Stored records

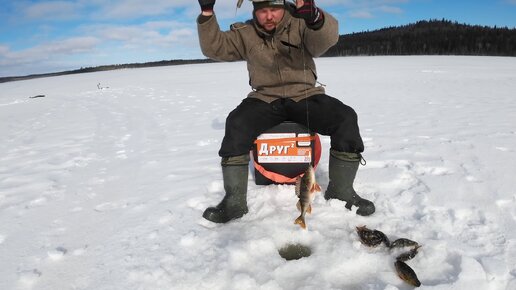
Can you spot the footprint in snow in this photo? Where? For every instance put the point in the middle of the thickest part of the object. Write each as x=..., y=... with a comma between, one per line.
x=29, y=277
x=57, y=253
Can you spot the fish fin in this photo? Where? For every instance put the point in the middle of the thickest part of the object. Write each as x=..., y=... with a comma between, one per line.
x=298, y=186
x=301, y=222
x=309, y=209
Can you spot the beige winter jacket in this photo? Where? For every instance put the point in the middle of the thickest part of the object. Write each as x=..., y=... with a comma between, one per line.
x=280, y=65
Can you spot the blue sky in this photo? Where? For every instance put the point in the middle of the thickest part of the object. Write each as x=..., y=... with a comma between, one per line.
x=49, y=36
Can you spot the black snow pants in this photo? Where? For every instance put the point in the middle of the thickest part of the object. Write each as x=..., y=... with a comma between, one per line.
x=327, y=116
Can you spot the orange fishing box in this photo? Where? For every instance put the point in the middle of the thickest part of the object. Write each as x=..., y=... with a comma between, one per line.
x=283, y=152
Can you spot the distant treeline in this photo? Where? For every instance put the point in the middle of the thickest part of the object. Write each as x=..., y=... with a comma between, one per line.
x=434, y=37
x=109, y=67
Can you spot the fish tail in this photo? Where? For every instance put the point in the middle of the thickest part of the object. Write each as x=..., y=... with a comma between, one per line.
x=301, y=221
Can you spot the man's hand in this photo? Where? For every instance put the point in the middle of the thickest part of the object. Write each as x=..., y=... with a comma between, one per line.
x=207, y=6
x=307, y=10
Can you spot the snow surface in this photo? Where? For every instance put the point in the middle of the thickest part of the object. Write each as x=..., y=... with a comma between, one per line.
x=105, y=188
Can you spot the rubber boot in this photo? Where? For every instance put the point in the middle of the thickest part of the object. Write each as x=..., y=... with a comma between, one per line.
x=342, y=171
x=234, y=204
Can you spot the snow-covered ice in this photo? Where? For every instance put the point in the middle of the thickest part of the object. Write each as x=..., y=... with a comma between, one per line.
x=104, y=180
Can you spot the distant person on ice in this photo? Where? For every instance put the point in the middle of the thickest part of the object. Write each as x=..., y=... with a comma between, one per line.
x=279, y=45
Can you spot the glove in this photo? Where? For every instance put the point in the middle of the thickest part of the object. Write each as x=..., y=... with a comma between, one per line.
x=207, y=5
x=310, y=13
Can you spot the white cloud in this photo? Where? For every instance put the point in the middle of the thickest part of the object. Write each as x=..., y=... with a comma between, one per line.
x=51, y=10
x=51, y=50
x=390, y=9
x=363, y=14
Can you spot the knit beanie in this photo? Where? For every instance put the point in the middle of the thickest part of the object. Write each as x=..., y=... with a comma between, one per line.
x=272, y=3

What is required
Repeat the records above word for word, apart from the pictures.

Answer below
Can you spot the footprint in snow in this photo? Where? For every instance put the point in the middle of the thickest part of the object. Write each as x=..., y=... with a comma between, one per line.
x=29, y=277
x=57, y=253
Can you spot the fish fin in this photo? Where? For every instance put the point in the middle of the thickest part of the object. Write each as x=..., y=... with a comma between, one per line.
x=298, y=186
x=301, y=222
x=309, y=209
Can you spot the beige winter jacket in this photo? Where? For every instance put the point in the middle of the thickest part of the object. Write each as x=..., y=... with a comma between, one per line.
x=280, y=65
Can you spot the blue sky in this photo? Where? For every instance put the point in the middle of the thickest part of the object. Write each as x=..., y=... with a comma between, one per line.
x=49, y=36
Can you spot the black snow pants in this photo? Where? For every instance put the point in the middle of the thickest part of the object. Write each as x=..., y=... with a comma between, one per line.
x=327, y=116
Can you spot the orange fishing box in this photo? Where? For every instance put the point in the middle of the thickest part of the object. Write each as x=..., y=... with a comma between, one per line.
x=283, y=152
Can you spot the distant treeline in this photo? Where? For every instance put the point in the middle of the thickest part of the object. Write each as x=..., y=... with a comma between, one per line.
x=434, y=37
x=109, y=67
Can you spot the fish tail in this photo? Where? For every instance put the point in the middle of the thickest part of the object. Write each as x=..., y=... with a comma between, one per line.
x=301, y=221
Can you spot the man's hand in this photo? Where? For every instance put the point in the middle of the thickest part of the object. Write each as x=..., y=... with a comma between, one per line.
x=207, y=6
x=307, y=10
Can you spot the snow surface in this photo? Where? For every instance put the point in the middle of the thickest part of the object. Write each as x=..., y=... with a comma between, one per line.
x=105, y=188
Can you spot the rubber boot in this photo? Where? For every instance put the point in the middle of the thickest part of the object. Write each as x=..., y=... with a comma between, one per line.
x=342, y=171
x=234, y=204
Can you spot the snow-covered ice in this photo? Where? For every instance put the point in the middle of the thickest part of the object. Write each as x=..., y=... with a comma between, one per line.
x=104, y=180
Can you spot the distant person on ice in this photo? Where? For every instance put the point in the middle of the thickest part of the object. Write each as x=..., y=... with a comma between, one per line.
x=279, y=45
Can you spot the glove in this photo? Where? For every instance put the point in the middle of the thickest part of the object. Write each as x=..., y=... with a comma between, one per line.
x=207, y=5
x=310, y=13
Can you spot the white cloud in this photo? Where? For every instance put the point in the middle of the thickest part of the object. Write each as x=..., y=... with a comma between, one per line.
x=51, y=10
x=51, y=50
x=390, y=9
x=363, y=14
Can you spot the knit beanie in this photo? Where? For every instance put the point in the middle of the thickest part of the object. Write each as x=..., y=... with a comma between, one per line.
x=272, y=3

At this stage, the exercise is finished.